**What to work on**
Transcribe all of the material exactly.

*-*-*

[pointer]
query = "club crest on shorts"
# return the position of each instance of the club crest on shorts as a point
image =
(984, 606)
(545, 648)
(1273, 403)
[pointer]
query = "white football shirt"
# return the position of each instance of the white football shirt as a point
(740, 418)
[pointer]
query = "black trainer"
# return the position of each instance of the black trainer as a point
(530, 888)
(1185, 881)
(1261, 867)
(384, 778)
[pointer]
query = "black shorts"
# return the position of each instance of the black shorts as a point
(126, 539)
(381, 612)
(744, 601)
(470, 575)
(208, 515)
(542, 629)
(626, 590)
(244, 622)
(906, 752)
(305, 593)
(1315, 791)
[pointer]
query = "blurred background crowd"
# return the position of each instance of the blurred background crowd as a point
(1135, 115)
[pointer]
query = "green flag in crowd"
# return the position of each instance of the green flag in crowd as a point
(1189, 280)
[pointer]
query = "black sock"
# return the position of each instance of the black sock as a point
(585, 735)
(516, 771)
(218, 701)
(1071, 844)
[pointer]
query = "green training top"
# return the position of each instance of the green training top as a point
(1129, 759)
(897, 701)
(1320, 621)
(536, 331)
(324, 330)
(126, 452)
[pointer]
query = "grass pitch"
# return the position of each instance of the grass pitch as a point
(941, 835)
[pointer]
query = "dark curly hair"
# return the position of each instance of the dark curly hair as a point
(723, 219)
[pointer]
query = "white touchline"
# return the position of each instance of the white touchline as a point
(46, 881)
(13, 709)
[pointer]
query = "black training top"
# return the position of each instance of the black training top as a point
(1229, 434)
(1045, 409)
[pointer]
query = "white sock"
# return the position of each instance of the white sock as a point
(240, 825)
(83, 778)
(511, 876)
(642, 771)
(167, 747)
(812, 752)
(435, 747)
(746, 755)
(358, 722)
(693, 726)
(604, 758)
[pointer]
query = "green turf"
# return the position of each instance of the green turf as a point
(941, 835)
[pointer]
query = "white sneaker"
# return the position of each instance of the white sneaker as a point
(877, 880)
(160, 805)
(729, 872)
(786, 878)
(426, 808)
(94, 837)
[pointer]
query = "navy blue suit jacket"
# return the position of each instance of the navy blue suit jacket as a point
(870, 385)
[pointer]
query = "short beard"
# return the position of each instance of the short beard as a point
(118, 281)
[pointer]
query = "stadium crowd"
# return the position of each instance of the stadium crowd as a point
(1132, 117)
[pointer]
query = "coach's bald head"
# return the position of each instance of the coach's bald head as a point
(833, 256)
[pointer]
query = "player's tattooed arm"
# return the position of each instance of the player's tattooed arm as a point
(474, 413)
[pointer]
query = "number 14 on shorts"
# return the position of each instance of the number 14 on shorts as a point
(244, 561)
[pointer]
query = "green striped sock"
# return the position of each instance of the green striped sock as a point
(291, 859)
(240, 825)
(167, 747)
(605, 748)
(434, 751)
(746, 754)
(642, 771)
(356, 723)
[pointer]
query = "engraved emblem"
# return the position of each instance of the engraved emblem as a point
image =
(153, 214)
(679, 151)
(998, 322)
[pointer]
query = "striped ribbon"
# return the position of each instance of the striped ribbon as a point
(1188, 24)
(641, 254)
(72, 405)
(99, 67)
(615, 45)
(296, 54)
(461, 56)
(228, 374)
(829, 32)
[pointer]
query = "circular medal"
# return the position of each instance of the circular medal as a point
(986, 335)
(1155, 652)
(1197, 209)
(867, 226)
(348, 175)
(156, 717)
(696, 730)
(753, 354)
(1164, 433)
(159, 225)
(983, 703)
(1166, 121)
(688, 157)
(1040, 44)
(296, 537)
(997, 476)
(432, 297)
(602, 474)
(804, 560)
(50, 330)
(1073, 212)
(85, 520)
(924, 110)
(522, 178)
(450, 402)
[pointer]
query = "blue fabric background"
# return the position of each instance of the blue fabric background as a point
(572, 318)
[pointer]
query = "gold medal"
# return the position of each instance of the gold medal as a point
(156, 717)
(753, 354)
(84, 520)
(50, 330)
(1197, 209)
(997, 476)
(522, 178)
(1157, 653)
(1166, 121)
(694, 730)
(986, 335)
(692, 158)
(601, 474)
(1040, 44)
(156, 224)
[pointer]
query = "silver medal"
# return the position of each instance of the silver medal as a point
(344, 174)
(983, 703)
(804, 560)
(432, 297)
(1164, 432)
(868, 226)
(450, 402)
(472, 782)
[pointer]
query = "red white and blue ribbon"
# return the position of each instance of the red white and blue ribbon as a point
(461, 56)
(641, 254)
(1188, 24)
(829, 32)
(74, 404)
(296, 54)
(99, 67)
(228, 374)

*-*-*

**Answer below**
[pointer]
query = "club crest on shorts"
# return the position of each instance of the club crest on shorts as a point
image =
(984, 606)
(545, 648)
(1273, 403)
[pointer]
query = "white football shirt"
# return the position of each instance of the white football shirt as a point
(740, 418)
[pointer]
query = "black trainer"
# return the position of each instance of the black trainer as a point
(530, 888)
(1185, 881)
(1261, 867)
(384, 778)
[pointer]
query = "black shorts"
# return the position of each instance of the black shorts as a point
(126, 539)
(381, 612)
(744, 601)
(470, 575)
(208, 515)
(542, 629)
(626, 590)
(244, 622)
(906, 752)
(305, 593)
(1315, 791)
[pointer]
query = "blurred background crowd"
# return the position of each instance of the blurred background crowd as a point
(1135, 115)
[pointer]
query = "green flag in crowd"
# return the position of each instance of the green flag in crowd as a point
(1189, 280)
[pointer]
query = "black sock"
# return the position of each instance of the black sock as a point
(585, 735)
(516, 771)
(218, 701)
(1071, 844)
[pointer]
query = "green training top"
# return the position of each instance of the green training top as a point
(1129, 759)
(897, 701)
(1320, 621)
(536, 331)
(324, 330)
(126, 452)
[pointer]
query = "grass pitch"
# return the position of each instance of the grass pitch as a point
(941, 835)
[pointer]
query = "dark curly hair"
# return the position of each instance of the dark curly hair as a point
(723, 219)
[pointer]
query = "white touchline"
# return the position of each instance of the white touchline as a point
(46, 881)
(13, 709)
[pointer]
query = "black training top"
# return the position of each instance of the black training top as a point
(1229, 434)
(1045, 409)
[pointer]
query = "white sock"
# return the position of each instance of the white sock as a point
(240, 825)
(83, 778)
(511, 876)
(642, 771)
(167, 747)
(812, 752)
(435, 747)
(746, 755)
(358, 722)
(693, 726)
(604, 758)
[pointer]
query = "green turf"
# return the position of each instance of the green turf as a point
(941, 835)
[pointer]
query = "white sneaker"
# return the position of each instance of the white sneaker as a point
(877, 880)
(160, 805)
(729, 872)
(786, 878)
(426, 808)
(94, 837)
[pointer]
query = "navy blue suit jacket"
# return the position of each instance of the navy blue suit jacket as a point
(870, 385)
[pointer]
query = "short beard"
# return the position of each instance of the short beard as a point
(118, 281)
[pointer]
query = "stadium crowd"
# return the position of each instance of the stadium crowd as a point
(1132, 117)
[pointer]
query = "coach's bald head"
# return the position of each instance of the coach's bald head as a point
(833, 256)
[pointer]
query = "player's tattooed arm"
# return the position of each instance of the player's tattooed arm as a point
(474, 413)
[pointer]
query = "number 14 on shorts"
# return the position of each instance of the number 14 on shorts as a point
(244, 561)
[pointer]
query = "green striped sock"
# return the position of each instance of the green striped sock as a point
(291, 859)
(240, 825)
(167, 747)
(605, 748)
(434, 751)
(746, 754)
(642, 771)
(356, 723)
[pointer]
query = "engraved emblem"
# return the position of each instance of the engraved emblem as a point
image =
(153, 214)
(679, 151)
(998, 322)
[pointer]
query = "striped ribbon"
# return the position of each instance of the striped ribbon as a point
(1188, 24)
(641, 254)
(72, 405)
(99, 67)
(615, 45)
(296, 54)
(461, 56)
(228, 374)
(829, 32)
[pointer]
query = "circular medal"
# return the position of each instance of the circular medal as a point
(986, 335)
(1155, 652)
(1197, 209)
(867, 226)
(348, 175)
(156, 717)
(696, 730)
(753, 354)
(1164, 433)
(159, 225)
(983, 703)
(1166, 121)
(688, 157)
(1040, 44)
(296, 537)
(997, 476)
(432, 297)
(602, 474)
(804, 560)
(50, 330)
(1073, 212)
(85, 520)
(924, 110)
(522, 178)
(450, 402)
[pointer]
query = "blue fabric background"
# return the position of each instance of the blue fabric background as a point
(572, 318)
[pointer]
query = "gold medal"
# return the position of each instance of the gold medal as a point
(156, 717)
(753, 354)
(84, 520)
(50, 330)
(1197, 209)
(997, 476)
(522, 178)
(1157, 653)
(1166, 121)
(694, 730)
(986, 335)
(692, 158)
(601, 474)
(1040, 44)
(156, 224)
[pointer]
query = "silver medal"
# return the position of each instance of the silver medal as a point
(344, 174)
(983, 703)
(804, 560)
(432, 297)
(1164, 432)
(868, 226)
(450, 402)
(472, 782)
[pointer]
query = "red white and blue ribbon"
# return the position of each instance of the red white and blue ribbon as a point
(461, 56)
(641, 254)
(1188, 24)
(829, 32)
(74, 404)
(296, 54)
(99, 67)
(228, 374)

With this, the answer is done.